* **Work to be completed**:
From the items below, gather every line that contains the string "shirt", and list those lines one per line.

* **Source material**:
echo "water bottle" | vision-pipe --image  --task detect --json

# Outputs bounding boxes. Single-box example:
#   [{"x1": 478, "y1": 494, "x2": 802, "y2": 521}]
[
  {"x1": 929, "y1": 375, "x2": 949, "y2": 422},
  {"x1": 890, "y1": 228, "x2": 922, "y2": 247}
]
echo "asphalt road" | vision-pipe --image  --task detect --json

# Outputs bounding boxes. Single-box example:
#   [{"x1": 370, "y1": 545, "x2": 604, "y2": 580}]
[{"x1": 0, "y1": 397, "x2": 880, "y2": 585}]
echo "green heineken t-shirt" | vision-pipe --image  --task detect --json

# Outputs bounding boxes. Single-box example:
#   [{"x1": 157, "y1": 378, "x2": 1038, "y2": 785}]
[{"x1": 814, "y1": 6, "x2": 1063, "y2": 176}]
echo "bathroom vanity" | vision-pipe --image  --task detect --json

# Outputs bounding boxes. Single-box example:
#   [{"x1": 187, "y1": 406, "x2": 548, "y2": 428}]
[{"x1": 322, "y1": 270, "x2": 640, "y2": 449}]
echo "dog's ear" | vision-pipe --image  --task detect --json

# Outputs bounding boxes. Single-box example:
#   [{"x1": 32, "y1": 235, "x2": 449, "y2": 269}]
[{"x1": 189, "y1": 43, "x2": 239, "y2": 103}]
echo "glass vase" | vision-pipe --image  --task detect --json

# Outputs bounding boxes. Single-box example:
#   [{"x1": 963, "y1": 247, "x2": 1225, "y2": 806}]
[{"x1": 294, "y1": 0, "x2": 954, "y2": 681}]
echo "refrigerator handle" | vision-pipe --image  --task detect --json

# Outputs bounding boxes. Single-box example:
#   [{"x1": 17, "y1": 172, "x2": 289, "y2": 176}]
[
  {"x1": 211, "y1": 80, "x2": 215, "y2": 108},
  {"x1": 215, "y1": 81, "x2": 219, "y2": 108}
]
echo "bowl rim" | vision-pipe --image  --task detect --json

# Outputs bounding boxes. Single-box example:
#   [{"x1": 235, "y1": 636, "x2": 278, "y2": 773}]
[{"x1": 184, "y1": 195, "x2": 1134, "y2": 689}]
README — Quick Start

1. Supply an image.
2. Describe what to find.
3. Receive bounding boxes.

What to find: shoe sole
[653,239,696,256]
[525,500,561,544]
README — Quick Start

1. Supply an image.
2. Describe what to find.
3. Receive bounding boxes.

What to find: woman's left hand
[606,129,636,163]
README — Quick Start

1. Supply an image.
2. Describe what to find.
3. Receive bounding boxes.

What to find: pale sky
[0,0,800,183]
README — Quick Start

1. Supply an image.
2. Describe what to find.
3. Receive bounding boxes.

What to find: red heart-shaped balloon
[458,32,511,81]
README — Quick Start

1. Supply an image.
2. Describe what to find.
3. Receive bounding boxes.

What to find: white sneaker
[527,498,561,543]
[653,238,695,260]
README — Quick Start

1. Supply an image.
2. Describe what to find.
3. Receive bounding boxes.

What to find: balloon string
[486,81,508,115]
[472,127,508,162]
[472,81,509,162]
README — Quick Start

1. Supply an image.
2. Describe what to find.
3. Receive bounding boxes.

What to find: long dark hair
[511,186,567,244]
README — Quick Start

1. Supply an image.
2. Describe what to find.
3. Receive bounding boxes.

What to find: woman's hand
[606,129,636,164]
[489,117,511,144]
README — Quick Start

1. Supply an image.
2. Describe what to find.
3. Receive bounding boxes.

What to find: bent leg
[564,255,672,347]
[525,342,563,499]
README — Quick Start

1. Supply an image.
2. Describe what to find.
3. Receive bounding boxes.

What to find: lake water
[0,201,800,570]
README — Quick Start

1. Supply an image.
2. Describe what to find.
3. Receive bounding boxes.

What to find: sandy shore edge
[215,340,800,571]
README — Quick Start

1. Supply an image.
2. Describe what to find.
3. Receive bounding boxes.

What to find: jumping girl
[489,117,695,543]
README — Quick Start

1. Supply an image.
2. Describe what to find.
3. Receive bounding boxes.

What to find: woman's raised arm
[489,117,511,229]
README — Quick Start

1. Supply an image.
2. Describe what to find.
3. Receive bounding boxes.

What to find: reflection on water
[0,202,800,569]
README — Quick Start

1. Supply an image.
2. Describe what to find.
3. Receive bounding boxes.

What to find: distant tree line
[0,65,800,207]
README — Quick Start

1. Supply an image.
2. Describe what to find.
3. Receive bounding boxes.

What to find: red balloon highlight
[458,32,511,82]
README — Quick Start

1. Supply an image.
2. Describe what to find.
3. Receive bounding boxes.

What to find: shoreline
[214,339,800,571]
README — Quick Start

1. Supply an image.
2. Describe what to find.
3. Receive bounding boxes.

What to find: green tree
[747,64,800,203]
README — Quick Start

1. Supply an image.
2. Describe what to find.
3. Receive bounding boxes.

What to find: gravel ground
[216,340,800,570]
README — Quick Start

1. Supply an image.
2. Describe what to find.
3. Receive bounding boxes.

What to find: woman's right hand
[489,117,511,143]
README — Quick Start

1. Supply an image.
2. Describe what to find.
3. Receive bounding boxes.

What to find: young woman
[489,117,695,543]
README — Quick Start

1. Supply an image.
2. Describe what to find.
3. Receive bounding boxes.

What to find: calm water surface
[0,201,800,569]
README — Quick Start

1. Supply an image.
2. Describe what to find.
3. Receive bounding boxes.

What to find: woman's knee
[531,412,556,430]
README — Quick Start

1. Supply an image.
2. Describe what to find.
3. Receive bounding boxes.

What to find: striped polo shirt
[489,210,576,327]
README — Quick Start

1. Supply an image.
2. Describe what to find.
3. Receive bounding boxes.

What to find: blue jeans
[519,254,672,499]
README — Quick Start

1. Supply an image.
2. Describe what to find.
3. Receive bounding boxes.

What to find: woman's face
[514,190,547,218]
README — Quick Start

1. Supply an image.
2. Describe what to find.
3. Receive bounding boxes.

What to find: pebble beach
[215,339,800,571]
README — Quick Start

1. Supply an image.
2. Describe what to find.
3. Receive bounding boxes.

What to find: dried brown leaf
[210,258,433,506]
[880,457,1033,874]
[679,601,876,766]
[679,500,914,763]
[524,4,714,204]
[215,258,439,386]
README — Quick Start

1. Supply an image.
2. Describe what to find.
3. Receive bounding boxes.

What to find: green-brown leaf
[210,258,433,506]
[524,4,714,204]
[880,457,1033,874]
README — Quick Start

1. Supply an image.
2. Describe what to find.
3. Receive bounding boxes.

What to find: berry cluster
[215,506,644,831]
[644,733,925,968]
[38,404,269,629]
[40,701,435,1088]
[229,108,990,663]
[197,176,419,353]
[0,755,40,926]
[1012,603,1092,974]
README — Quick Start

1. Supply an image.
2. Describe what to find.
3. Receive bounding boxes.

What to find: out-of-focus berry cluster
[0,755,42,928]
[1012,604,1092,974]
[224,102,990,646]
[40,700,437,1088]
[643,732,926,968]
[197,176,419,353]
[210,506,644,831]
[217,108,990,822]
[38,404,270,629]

* **The answer**:
echo "green heineken t-shirt" | vision-pipe --image  --task detect --json
What to find: striped polo shirt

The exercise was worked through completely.